_Ausgewählter Textauszug:_
Schlucht der Zuflucht: Canyon der Soldatenaras in Südmexiko
Santa María Tecomavaca (dpa) - Prächtig, stolz und farbenfroh sind Papageien. Das macht sie zu beliebten Haustieren. Schöner als im Käfig sehen die majestätischen Vögel aber in freier Wildbahn aus.
In Südmexiko lebt eine Kolonie seltener grüner Aras noch fast unbehelligt.
Morgendämmerung im Cañon del Sabino: Ein Adler gleitet ohne Eile zwischen den 800 Meter hohen Felswänden hindurch nach Osten. Mit seinen Pfiffen scheint er den übrigen Bewohnern der Schlucht zu verstehen zu geben: Ich bin hier der König. Drei Minuten später ist für kurze Zeit der Teufel los. Rund 20 Soldatenaras (Ara Militaris oder Guacamaya Verde) haben ihre versteckten Nisthöhlen in den Wänden verlassen und fliegen, ebenso wie der Rotschwanzadler zuvor, mit lautem Geschrei auf den östlichen Ausgang der Schlucht zu. Dann herrscht wieder paradiesische Ruhe.

_Bereitgestellte Daten:_
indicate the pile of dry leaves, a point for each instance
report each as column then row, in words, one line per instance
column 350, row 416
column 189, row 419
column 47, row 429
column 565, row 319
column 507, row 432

_Hinweise zur Bearbeitung:_
Wie hoch sind laut dem Textauszug über die Soldatenaras die Felswände des Cañon del Sabino? Stützen Sie sich ausschließlich auf den Textauszug.

_Schriftliche Antwort:_
Die Felswände sind 800 Meter hoch.